What this task involves: Of all the entries below, only the lines from the one with "Query: orange agricultural machine" up to and including the one with "Query: grey lower panel" are to be duplicated exactly.

Information supplied:
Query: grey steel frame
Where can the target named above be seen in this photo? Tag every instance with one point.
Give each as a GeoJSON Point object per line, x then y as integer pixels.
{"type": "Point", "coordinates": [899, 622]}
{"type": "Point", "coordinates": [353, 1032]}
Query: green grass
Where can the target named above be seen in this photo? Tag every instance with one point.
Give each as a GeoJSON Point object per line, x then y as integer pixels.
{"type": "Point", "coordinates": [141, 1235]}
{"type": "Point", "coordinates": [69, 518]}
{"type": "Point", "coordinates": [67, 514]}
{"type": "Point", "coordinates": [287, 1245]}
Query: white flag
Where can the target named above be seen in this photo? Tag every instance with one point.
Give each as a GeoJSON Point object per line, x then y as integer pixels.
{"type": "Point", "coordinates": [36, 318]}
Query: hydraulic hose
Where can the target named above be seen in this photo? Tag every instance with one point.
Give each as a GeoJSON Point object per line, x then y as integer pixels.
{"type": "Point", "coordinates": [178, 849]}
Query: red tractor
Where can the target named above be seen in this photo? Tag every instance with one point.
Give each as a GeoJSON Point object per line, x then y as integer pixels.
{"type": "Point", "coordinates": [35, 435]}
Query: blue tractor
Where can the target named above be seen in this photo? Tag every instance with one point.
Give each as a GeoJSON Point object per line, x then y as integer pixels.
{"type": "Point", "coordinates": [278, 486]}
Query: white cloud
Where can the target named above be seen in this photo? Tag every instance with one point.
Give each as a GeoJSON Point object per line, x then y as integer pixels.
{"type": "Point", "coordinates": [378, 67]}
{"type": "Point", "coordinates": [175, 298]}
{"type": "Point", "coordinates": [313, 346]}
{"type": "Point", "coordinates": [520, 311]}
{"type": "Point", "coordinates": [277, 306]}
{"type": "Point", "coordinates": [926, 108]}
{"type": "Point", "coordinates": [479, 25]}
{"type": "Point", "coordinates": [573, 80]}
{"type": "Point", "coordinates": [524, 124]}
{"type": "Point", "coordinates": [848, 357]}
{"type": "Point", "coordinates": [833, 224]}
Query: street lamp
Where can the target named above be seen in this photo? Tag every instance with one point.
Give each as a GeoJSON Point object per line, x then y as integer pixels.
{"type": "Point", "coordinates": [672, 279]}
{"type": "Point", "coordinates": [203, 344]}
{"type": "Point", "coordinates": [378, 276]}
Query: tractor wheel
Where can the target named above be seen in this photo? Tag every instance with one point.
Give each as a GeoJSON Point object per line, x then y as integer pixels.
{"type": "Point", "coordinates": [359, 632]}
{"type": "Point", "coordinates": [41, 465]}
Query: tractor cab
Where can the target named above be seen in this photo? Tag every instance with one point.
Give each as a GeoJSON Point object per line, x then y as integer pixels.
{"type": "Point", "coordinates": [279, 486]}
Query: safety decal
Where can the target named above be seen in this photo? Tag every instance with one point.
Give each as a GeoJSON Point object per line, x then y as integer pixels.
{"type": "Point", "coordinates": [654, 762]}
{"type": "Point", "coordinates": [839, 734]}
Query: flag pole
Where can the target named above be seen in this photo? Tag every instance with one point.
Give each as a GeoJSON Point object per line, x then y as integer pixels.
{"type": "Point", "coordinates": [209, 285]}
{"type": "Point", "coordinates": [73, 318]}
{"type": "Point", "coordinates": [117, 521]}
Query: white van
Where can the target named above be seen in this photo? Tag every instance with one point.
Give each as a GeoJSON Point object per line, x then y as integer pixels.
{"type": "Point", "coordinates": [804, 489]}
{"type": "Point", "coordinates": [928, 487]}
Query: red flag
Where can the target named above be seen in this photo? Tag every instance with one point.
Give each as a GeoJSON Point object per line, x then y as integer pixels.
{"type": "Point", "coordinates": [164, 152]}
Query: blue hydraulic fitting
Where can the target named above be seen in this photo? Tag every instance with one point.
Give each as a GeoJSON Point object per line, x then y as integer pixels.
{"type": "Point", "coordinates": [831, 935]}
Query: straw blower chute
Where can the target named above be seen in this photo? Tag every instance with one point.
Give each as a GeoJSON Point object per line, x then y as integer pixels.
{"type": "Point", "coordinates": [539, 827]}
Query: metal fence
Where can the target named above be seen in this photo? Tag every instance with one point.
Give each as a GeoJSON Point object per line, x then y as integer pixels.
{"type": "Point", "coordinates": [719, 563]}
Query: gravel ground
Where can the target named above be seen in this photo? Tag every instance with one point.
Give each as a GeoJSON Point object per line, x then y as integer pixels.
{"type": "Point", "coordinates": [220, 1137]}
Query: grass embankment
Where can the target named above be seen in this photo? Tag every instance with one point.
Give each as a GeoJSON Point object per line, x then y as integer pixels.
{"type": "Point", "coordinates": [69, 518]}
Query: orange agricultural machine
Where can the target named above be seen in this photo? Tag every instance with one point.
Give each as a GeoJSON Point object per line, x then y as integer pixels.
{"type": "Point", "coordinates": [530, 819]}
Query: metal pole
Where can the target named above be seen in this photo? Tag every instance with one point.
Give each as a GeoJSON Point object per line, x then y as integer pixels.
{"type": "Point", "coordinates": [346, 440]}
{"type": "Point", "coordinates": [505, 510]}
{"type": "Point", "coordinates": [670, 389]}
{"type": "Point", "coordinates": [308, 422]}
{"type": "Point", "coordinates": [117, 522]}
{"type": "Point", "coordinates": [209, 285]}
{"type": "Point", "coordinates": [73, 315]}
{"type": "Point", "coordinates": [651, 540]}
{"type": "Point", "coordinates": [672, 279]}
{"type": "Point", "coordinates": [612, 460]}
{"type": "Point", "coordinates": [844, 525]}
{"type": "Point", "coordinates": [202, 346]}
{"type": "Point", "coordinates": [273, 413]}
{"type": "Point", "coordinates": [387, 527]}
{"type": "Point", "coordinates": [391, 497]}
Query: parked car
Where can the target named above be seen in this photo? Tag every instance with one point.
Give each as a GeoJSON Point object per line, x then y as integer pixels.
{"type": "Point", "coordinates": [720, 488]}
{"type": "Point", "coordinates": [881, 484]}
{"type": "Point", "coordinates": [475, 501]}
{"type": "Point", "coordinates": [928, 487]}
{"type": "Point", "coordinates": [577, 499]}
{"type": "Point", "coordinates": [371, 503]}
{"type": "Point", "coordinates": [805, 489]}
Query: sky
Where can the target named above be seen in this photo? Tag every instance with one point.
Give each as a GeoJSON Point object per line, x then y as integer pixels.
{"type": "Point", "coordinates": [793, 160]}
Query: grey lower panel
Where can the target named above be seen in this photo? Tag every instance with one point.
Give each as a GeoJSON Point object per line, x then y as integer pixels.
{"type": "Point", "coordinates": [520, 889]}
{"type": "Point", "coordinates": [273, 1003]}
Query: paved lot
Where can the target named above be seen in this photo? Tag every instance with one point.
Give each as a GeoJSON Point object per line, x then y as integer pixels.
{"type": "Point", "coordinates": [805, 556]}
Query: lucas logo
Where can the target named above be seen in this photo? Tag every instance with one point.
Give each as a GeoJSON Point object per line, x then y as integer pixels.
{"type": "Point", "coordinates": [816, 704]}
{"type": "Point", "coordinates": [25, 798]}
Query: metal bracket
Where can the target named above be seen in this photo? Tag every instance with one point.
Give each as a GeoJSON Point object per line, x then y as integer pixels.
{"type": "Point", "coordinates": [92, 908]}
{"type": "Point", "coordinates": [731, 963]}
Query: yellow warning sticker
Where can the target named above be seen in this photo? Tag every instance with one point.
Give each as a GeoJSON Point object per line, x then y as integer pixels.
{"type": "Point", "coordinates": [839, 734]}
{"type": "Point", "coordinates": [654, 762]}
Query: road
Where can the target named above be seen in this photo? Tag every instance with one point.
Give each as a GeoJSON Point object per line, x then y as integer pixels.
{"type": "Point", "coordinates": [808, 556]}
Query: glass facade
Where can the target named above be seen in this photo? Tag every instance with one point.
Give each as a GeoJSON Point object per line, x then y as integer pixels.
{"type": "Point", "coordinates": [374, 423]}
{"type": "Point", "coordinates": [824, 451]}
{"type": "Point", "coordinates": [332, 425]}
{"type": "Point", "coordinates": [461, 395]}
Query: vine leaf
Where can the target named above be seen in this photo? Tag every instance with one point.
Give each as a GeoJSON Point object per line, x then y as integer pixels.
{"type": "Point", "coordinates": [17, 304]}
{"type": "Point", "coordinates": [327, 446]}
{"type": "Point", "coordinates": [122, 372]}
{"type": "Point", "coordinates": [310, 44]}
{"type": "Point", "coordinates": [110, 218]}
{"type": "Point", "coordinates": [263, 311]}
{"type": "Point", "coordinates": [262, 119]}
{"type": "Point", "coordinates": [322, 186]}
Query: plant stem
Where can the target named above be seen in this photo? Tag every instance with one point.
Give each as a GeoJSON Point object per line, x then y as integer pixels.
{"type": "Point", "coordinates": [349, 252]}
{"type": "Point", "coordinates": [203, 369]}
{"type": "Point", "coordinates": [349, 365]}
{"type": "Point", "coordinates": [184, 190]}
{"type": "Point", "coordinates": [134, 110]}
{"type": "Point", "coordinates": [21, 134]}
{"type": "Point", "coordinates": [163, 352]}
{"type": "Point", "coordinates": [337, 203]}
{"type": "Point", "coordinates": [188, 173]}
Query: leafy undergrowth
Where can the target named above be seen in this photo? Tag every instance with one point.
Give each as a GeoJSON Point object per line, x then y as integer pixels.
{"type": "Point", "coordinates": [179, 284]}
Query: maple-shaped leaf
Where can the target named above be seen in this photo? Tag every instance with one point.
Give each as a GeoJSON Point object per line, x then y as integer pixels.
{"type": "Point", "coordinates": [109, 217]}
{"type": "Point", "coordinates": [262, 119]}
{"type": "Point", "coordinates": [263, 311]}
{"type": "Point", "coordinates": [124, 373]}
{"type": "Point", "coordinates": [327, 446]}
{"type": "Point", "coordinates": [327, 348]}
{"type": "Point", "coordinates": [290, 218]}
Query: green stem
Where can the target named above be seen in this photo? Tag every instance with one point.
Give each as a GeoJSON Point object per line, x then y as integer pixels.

Worked solution:
Query: orange agricultural machine
Where can the target named above be seen in this photo? Tag every instance with one point.
Give each as a GeoJSON Point object per line, x then y as integer pixels.
{"type": "Point", "coordinates": [530, 819]}
Query: metal pole
Where can the target named above be seen in this photo? Tag every instance with one point.
Give each as a GeoJSON Point object per line, x then y as integer pixels.
{"type": "Point", "coordinates": [346, 440]}
{"type": "Point", "coordinates": [505, 510]}
{"type": "Point", "coordinates": [670, 389]}
{"type": "Point", "coordinates": [308, 422]}
{"type": "Point", "coordinates": [117, 522]}
{"type": "Point", "coordinates": [209, 285]}
{"type": "Point", "coordinates": [73, 315]}
{"type": "Point", "coordinates": [651, 540]}
{"type": "Point", "coordinates": [672, 279]}
{"type": "Point", "coordinates": [612, 460]}
{"type": "Point", "coordinates": [844, 525]}
{"type": "Point", "coordinates": [202, 346]}
{"type": "Point", "coordinates": [273, 413]}
{"type": "Point", "coordinates": [387, 527]}
{"type": "Point", "coordinates": [391, 497]}
Query: parked car
Where can the target named above be seen in this photo? Tag every instance with one point.
Give each as a GeoJSON Point object per line, x then y as integer pixels.
{"type": "Point", "coordinates": [720, 488]}
{"type": "Point", "coordinates": [881, 484]}
{"type": "Point", "coordinates": [475, 501]}
{"type": "Point", "coordinates": [928, 487]}
{"type": "Point", "coordinates": [577, 499]}
{"type": "Point", "coordinates": [371, 503]}
{"type": "Point", "coordinates": [805, 489]}
Query: sky
Where can the target named above be seen in this photo? Tag every instance with one point.
Give each as a GeoJSON Point object per line, x then y as integer pixels.
{"type": "Point", "coordinates": [793, 160]}
Query: grey lower panel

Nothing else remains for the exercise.